**SELECTED EXTRACT**
§ §
[Click eStock] "POSCO Expected to Enter Revaluation Zone from Q2"
[Asia Economy Reporter Song Hwajeong] Meritz Securities maintained its 'Buy' rating and target price of 450,000 KRW for POSCO, expecting the company to enter a full-scale revaluation phase starting from the second quarter of this year.
While the consolidated earnings for the fourth quarter of last year are expected to meet market consensus, the separate operating profit is projected to slightly underperform the consensus. Mungyeongwon, a researcher at Meritz Securities, explained, "The separate operating profit is expected to be 1.71 trillion KRW, a 226% increase compared to the same period last year, but slightly below the consensus of 1.82 trillion KRW. The spread worsened as the surge in coking coal prices was reflected in input costs amid a slowdown in price increases. Additionally, the sales volume decline due to the Cargo Solidarity strike appears to have further widened the earnings reduction beyond market expectations." He added, "In the first quarter of this year, while the price decline may intensify, a slight increase in earnings is possible as the decline in iron ore prices begins to be recognized in input costs."
§ §
**DATA SEGMENT**
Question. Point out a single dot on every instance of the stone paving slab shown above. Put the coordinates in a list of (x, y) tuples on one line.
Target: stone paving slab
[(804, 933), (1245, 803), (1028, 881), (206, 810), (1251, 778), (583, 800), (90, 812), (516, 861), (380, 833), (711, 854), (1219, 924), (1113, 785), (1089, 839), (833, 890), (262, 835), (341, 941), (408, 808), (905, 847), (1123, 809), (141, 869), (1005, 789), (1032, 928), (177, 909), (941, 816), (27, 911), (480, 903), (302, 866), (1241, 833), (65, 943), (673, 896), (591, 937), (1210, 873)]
§ §
**REQUIREMENT**
Answer these questions using the POSCO earnings article.
(a) What target price did Meritz Securities keep for POSCO?
(b) What separate operating profit is projected for the fourth quarter of last year?
(c) Which strike is cited as reducing sales volume?

**OUTPUT BELOW**
(a) 450,000 KRW
(b) 1.71 trillion KRW
(c) The Cargo Solidarity strike